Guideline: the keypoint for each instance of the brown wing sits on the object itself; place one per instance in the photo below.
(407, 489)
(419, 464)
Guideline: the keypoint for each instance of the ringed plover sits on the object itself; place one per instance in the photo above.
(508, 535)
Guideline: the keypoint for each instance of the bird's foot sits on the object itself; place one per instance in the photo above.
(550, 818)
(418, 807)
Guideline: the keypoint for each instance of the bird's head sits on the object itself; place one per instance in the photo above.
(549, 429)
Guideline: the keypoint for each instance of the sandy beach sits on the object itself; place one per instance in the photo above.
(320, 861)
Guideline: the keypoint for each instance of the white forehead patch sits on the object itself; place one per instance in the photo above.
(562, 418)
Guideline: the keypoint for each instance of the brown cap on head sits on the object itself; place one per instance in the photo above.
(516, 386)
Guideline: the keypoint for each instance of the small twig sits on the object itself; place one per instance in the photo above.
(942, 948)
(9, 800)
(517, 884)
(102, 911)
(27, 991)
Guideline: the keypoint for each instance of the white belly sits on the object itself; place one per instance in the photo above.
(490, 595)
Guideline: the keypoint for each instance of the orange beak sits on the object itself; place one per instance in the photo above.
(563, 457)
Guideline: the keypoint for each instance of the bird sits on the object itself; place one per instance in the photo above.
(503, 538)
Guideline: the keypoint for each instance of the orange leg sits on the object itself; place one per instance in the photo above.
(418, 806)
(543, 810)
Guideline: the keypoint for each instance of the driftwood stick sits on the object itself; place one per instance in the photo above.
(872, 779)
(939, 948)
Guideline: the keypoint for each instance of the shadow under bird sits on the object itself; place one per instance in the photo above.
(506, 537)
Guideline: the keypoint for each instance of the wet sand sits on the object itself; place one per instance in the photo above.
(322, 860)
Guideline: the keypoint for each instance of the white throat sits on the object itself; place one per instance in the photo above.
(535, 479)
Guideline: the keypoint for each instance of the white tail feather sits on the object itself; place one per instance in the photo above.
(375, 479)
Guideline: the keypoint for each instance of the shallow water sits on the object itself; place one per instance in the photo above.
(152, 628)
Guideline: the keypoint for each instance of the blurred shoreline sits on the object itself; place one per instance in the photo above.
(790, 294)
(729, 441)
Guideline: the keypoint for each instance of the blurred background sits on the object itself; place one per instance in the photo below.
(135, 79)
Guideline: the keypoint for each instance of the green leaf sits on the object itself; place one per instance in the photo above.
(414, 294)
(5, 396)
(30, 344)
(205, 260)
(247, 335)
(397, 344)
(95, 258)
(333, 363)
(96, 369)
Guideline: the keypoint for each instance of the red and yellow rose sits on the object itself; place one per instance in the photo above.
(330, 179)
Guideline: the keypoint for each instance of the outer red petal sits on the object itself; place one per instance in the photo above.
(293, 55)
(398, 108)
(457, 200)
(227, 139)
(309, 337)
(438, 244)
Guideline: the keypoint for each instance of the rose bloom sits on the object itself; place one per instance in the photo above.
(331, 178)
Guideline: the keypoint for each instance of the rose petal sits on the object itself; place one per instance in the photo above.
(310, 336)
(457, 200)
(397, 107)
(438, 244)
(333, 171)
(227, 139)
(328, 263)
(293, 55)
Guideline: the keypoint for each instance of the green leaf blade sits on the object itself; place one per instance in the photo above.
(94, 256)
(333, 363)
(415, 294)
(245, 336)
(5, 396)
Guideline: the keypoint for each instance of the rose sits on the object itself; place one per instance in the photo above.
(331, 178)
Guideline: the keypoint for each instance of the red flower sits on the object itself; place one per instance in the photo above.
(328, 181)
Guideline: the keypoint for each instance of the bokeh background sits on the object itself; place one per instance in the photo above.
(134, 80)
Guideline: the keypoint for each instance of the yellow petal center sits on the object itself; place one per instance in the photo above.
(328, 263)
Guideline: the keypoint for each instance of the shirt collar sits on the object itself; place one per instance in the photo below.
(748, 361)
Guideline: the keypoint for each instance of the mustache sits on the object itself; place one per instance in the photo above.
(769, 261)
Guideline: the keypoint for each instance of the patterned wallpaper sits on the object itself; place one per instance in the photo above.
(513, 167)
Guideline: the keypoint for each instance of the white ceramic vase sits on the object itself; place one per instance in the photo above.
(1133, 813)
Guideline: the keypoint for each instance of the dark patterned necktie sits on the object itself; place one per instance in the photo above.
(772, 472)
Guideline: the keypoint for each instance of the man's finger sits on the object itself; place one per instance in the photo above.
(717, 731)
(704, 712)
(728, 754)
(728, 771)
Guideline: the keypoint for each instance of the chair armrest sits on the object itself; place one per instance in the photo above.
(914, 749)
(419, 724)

* * * *

◆ Task statement
This exercise calls for an exact reproduction of the material.

◆ Solution to the exercise
Guideline: the keypoint for each instance of the brown wing sits on the object itself; place one per instance in the photo below.
(407, 489)
(419, 464)
Guideline: the keypoint for each instance of the ringed plover sits on the object itself; place one per instance in the photo above.
(508, 535)
Guideline: the keypoint for each instance of the bird's foot sits on the object itself; place one per instance in the photo above.
(550, 818)
(418, 807)
Guideline: the keypoint for each instance of the bird's head sits on the object itself; place one per instance in the photo above.
(549, 429)
Guideline: the keypoint for each instance of the sandy beach sits on the object itself; place one per instance in the photo above.
(320, 861)
Guideline: the keypoint for each instance of the white forehead patch sits on the object itself; place one per instance in the photo above.
(562, 418)
Guideline: the keypoint for each instance of the brown cap on head sits on the object itself; place one per instance in the photo above.
(516, 386)
Guideline: the keypoint for each instance of the small twig sits on the object itself; place one per instance in the photo above.
(942, 948)
(9, 800)
(517, 884)
(102, 911)
(27, 991)
Guideline: the keypoint for each instance of the white belly sits on the object itself; place one per instance in the photo above.
(490, 595)
Guideline: the keypoint for each instance of the orange beak sits on the object itself; place one per instance in the photo above.
(563, 457)
Guideline: the keypoint for each instance of the bird sits on the object itself; place one per instance in the photo above.
(503, 538)
Guideline: the keypoint for each instance of the orange leg sits on the object itself; place one per instance in the photo above.
(418, 806)
(543, 810)
Guideline: the keypoint for each instance of the driftwood stick sits on the object itself; place one per instance in the photo above.
(872, 779)
(939, 948)
Guideline: the keypoint for each instance of the shadow under bird sits on the object itself; place one per instance in the photo above.
(506, 537)
Guideline: the keypoint for each instance of the wet sand sits on the object itself; place one per instance in the photo above.
(322, 860)
Guideline: the keypoint for each instance of the white throat sits on the object itself; place one per instance in the photo above.
(535, 479)
Guideline: the keypoint for each instance of the white tail feather sits on the object itself; place one per instance in the photo above.
(375, 479)
Guideline: the keypoint for each instance of the shallow water sits on the object itself; place one per instance in the photo above.
(152, 628)
Guideline: the keypoint for each instance of the blurred shoreline sits on the object itself; place one per instance in the photo above.
(790, 294)
(729, 441)
Guideline: the keypoint for each instance of the blurred background sits on the object itself; place one per instance in the photo below.
(135, 79)
Guideline: the keypoint for each instance of the green leaf sits on the object itself; place one per instance in the photo above.
(414, 294)
(5, 396)
(30, 344)
(205, 260)
(247, 335)
(397, 344)
(95, 258)
(333, 363)
(96, 369)
Guideline: the keypoint for each instance of the red and yellow rose sits on the object itself; place one per instance in the photo above.
(330, 179)
Guideline: the keypoint for each instance of the outer red petal sits on the object itself; place one per instance in the photo above.
(293, 55)
(398, 108)
(457, 200)
(227, 139)
(309, 337)
(438, 244)
Guideline: the keypoint for each instance of the rose bloom sits on the object itself; place one per instance in the photo above.
(331, 178)
Guideline: the keypoint for each instance of the rose petal sits on the object itself; place one per instance in the photo above.
(310, 336)
(457, 200)
(397, 107)
(438, 244)
(333, 171)
(227, 139)
(328, 263)
(293, 55)
Guideline: the keypoint for each instance of the green leaf blade sits on the object itself; place one per instance in the photo above.
(94, 256)
(333, 363)
(415, 294)
(245, 336)
(5, 396)
Guideline: the keypoint for each instance of the rose sits on the object itself; place one per instance in the photo above.
(331, 178)
Guideline: the keypoint for each instance of the red flower sits on the object itself; place one per instance in the photo above.
(328, 181)
Guideline: the keypoint for each instance of the bokeh background sits on the object itself; place one per instance in the photo above.
(134, 80)
Guideline: the keypoint for each instance of the yellow petal center sits on the object itself; place one per instance in the photo above.
(328, 263)
Guideline: the keypoint for each instance of the shirt collar sits on the object itself; place one per instance in the photo below.
(748, 361)
Guideline: the keypoint for each instance of the mustache sits on the object itself; place one per instance in the photo above.
(769, 261)
Guideline: the keypoint for each instance of the patterned wallpaper sits on the object itself; place one per instance in the photo above.
(513, 167)
Guideline: the keypoint for each instance of the white ceramic vase sits on the object itself; place one per instance in the photo above.
(1133, 813)
Guideline: the keypoint for each instance of the dark patterned necktie sits on the object itself; place one per instance in the photo above.
(772, 472)
Guideline: the keypoint for each instance of the man's finger sits on the object itself; place one per instance in the photo above.
(717, 731)
(704, 712)
(728, 754)
(728, 771)
Guideline: the keypoint for each instance of the chair armrest sits on the object itself; place one per instance in the photo above.
(914, 749)
(419, 724)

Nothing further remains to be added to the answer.